*Your goal*:
Could you put every line of the data below into a JSON list of strings, with one string per line and the blank lines left out?

::::

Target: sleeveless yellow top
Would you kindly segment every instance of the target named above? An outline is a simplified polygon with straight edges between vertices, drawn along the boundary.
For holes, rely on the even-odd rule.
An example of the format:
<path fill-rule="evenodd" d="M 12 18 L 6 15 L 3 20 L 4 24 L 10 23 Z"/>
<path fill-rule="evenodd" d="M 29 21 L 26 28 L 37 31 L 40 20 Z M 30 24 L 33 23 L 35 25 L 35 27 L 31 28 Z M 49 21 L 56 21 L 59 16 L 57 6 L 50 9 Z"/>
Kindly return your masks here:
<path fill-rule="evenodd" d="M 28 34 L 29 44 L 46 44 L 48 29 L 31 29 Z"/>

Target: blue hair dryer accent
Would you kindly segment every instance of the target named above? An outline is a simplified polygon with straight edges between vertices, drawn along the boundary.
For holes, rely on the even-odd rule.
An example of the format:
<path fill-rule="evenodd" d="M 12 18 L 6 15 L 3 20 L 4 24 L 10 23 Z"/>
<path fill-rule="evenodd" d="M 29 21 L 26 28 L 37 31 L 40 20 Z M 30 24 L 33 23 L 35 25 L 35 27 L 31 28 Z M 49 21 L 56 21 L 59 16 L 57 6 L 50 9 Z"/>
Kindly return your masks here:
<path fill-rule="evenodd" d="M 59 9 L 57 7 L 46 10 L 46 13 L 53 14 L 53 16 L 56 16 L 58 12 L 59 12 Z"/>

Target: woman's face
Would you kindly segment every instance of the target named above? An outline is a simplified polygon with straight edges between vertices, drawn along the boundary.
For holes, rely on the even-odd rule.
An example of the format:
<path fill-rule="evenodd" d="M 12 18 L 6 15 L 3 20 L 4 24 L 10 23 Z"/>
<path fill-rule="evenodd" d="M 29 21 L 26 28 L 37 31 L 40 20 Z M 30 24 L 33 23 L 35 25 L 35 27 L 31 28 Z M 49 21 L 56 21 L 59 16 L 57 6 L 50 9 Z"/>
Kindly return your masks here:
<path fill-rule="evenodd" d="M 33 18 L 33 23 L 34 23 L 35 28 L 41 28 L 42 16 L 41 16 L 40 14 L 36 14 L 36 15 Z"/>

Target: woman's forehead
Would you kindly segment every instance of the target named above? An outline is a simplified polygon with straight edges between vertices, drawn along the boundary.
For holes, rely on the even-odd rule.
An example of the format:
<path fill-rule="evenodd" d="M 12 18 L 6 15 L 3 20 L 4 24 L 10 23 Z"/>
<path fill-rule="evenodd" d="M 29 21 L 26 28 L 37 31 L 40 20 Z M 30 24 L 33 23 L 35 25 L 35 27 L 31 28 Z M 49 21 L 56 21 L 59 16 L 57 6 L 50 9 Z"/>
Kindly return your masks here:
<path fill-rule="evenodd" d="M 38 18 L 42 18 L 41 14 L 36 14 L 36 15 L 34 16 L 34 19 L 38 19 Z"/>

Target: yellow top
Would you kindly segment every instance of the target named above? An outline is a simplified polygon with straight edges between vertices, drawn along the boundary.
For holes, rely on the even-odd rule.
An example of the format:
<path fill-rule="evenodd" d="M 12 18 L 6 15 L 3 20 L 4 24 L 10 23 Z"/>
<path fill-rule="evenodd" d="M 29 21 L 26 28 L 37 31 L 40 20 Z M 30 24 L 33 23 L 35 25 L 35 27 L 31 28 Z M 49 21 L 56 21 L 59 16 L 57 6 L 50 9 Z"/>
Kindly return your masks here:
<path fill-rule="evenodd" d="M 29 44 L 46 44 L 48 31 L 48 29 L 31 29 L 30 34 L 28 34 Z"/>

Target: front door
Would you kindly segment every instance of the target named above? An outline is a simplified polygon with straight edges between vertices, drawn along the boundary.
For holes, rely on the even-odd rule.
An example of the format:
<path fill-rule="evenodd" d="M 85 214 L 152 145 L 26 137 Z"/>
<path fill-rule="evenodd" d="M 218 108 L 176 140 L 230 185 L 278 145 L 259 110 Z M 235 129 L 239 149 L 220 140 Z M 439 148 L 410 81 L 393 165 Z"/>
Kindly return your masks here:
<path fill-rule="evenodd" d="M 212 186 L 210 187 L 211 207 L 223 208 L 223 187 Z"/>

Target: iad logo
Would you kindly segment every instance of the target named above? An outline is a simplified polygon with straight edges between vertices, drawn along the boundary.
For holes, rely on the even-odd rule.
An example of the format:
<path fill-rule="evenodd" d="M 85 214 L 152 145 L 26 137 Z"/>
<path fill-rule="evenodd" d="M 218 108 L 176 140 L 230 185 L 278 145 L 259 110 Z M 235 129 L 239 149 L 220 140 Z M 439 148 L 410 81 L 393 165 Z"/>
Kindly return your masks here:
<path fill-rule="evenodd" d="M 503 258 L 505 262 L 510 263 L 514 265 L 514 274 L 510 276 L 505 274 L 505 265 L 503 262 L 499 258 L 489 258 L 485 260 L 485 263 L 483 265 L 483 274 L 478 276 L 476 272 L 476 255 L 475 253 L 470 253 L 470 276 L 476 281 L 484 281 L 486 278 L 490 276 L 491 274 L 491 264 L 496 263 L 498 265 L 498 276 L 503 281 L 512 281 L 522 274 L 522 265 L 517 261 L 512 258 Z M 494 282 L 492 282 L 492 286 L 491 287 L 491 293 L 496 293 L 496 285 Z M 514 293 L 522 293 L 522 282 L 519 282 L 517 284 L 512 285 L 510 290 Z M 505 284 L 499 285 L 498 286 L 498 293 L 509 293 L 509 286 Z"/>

::::

*Exercise answer*:
[
  "Target: sleeveless yellow top",
  "Would you kindly segment every instance of the target named above? An outline is a simplified polygon with straight edges between vertices, drawn along the boundary.",
  "For holes, rely on the even-odd rule.",
  "An example of the format:",
  "<path fill-rule=\"evenodd\" d=\"M 12 18 L 6 15 L 3 20 L 4 24 L 10 23 Z\"/>",
  "<path fill-rule=\"evenodd\" d=\"M 29 21 L 26 28 L 37 31 L 40 20 Z M 30 24 L 33 23 L 35 25 L 35 27 L 31 28 Z M 49 21 L 56 21 L 59 16 L 57 6 L 50 9 Z\"/>",
  "Kindly return your masks here:",
  "<path fill-rule=\"evenodd\" d=\"M 28 34 L 29 44 L 46 44 L 48 29 L 31 29 Z\"/>",
  "Target: blue hair dryer accent",
  "Would you kindly segment every instance of the target named above? An outline is a simplified polygon with straight edges between vertices, drawn along the boundary.",
  "For holes, rely on the even-odd rule.",
  "An example of the format:",
  "<path fill-rule=\"evenodd\" d=\"M 12 18 L 6 15 L 3 20 L 4 24 L 10 23 Z\"/>",
  "<path fill-rule=\"evenodd\" d=\"M 29 21 L 26 28 L 37 31 L 40 20 Z M 30 24 L 33 23 L 35 25 L 35 27 L 31 28 Z M 49 21 L 56 21 L 59 16 L 57 6 L 50 9 Z\"/>",
  "Kindly return your masks here:",
  "<path fill-rule=\"evenodd\" d=\"M 59 9 L 57 7 L 46 10 L 46 13 L 53 14 L 53 16 L 56 16 L 58 12 L 59 12 Z\"/>",
  "Target: woman's face",
  "Would you kindly segment every instance of the target named above? An outline is a simplified polygon with straight edges between vertices, drawn along the boundary.",
  "For holes, rely on the even-odd rule.",
  "An example of the format:",
  "<path fill-rule=\"evenodd\" d=\"M 12 18 L 6 15 L 3 20 L 4 24 L 10 23 Z\"/>",
  "<path fill-rule=\"evenodd\" d=\"M 29 21 L 26 28 L 37 31 L 40 20 Z M 30 24 L 33 23 L 35 25 L 35 27 L 31 28 Z M 49 21 L 56 21 L 59 16 L 57 6 L 50 9 Z\"/>",
  "Kindly return your masks here:",
  "<path fill-rule=\"evenodd\" d=\"M 33 18 L 33 23 L 34 23 L 35 28 L 41 28 L 42 16 L 41 16 L 40 14 L 36 14 L 36 15 Z\"/>",
  "Target: woman's forehead",
  "Would you kindly segment every instance of the target named above? An outline is a simplified polygon with straight edges between vertices, drawn along the boundary.",
  "For holes, rely on the even-odd rule.",
  "An example of the format:",
  "<path fill-rule=\"evenodd\" d=\"M 12 18 L 6 15 L 3 20 L 4 24 L 10 23 Z\"/>",
  "<path fill-rule=\"evenodd\" d=\"M 29 21 L 26 28 L 37 31 L 40 20 Z M 30 24 L 33 23 L 35 25 L 35 27 L 31 28 Z M 49 21 L 56 21 L 59 16 L 57 6 L 50 9 Z\"/>",
  "Kindly return your masks here:",
  "<path fill-rule=\"evenodd\" d=\"M 38 18 L 42 18 L 41 14 L 36 14 L 36 15 L 34 16 L 34 19 L 38 19 Z\"/>",
  "Target: yellow top",
  "Would you kindly segment every instance of the target named above? An outline is a simplified polygon with straight edges between vertices, drawn along the boundary.",
  "For holes, rely on the even-odd rule.",
  "An example of the format:",
  "<path fill-rule=\"evenodd\" d=\"M 12 18 L 6 15 L 3 20 L 4 24 L 10 23 Z\"/>",
  "<path fill-rule=\"evenodd\" d=\"M 29 21 L 26 28 L 37 31 L 40 20 Z M 30 24 L 33 23 L 35 25 L 35 27 L 31 28 Z M 49 21 L 56 21 L 59 16 L 57 6 L 50 9 Z\"/>",
  "Kindly return your masks here:",
  "<path fill-rule=\"evenodd\" d=\"M 29 44 L 46 44 L 48 31 L 48 29 L 31 29 L 30 34 L 28 34 Z\"/>",
  "Target: front door",
  "Would you kindly segment every instance of the target named above? An outline is a simplified polygon with straight edges between vertices, drawn along the boundary.",
  "For holes, rely on the even-odd rule.",
  "An example of the format:",
  "<path fill-rule=\"evenodd\" d=\"M 85 214 L 152 145 L 26 137 Z\"/>",
  "<path fill-rule=\"evenodd\" d=\"M 218 108 L 176 140 L 230 185 L 278 145 L 259 110 Z M 235 129 L 239 149 L 220 140 Z M 439 148 L 410 81 L 393 165 Z\"/>",
  "Kindly return your masks here:",
  "<path fill-rule=\"evenodd\" d=\"M 212 186 L 210 187 L 211 207 L 223 208 L 223 187 Z\"/>",
  "Target: iad logo",
  "Would you kindly segment every instance of the target named above? An outline is a simplified polygon with straight edges between vertices, drawn along the boundary.",
  "For holes, rely on the even-odd rule.",
  "An example of the format:",
  "<path fill-rule=\"evenodd\" d=\"M 85 214 L 152 145 L 26 137 Z\"/>",
  "<path fill-rule=\"evenodd\" d=\"M 218 108 L 176 140 L 230 185 L 278 145 L 259 110 Z M 235 129 L 239 149 L 220 140 Z M 439 148 L 410 81 L 393 165 Z\"/>",
  "Kindly return your masks here:",
  "<path fill-rule=\"evenodd\" d=\"M 503 258 L 505 262 L 510 263 L 514 265 L 514 274 L 510 276 L 505 274 L 505 265 L 503 262 L 499 258 L 489 258 L 485 260 L 485 263 L 483 265 L 483 274 L 478 276 L 476 272 L 476 255 L 475 253 L 470 253 L 470 276 L 476 281 L 484 281 L 486 278 L 490 276 L 491 274 L 491 264 L 496 263 L 498 265 L 498 276 L 503 281 L 512 281 L 522 274 L 522 265 L 517 261 L 512 258 Z M 494 282 L 492 282 L 492 286 L 491 287 L 491 293 L 496 293 L 496 285 Z M 514 293 L 522 293 L 522 282 L 519 282 L 517 284 L 512 285 L 510 290 Z M 505 284 L 499 285 L 498 286 L 498 293 L 509 293 L 509 286 Z\"/>"
]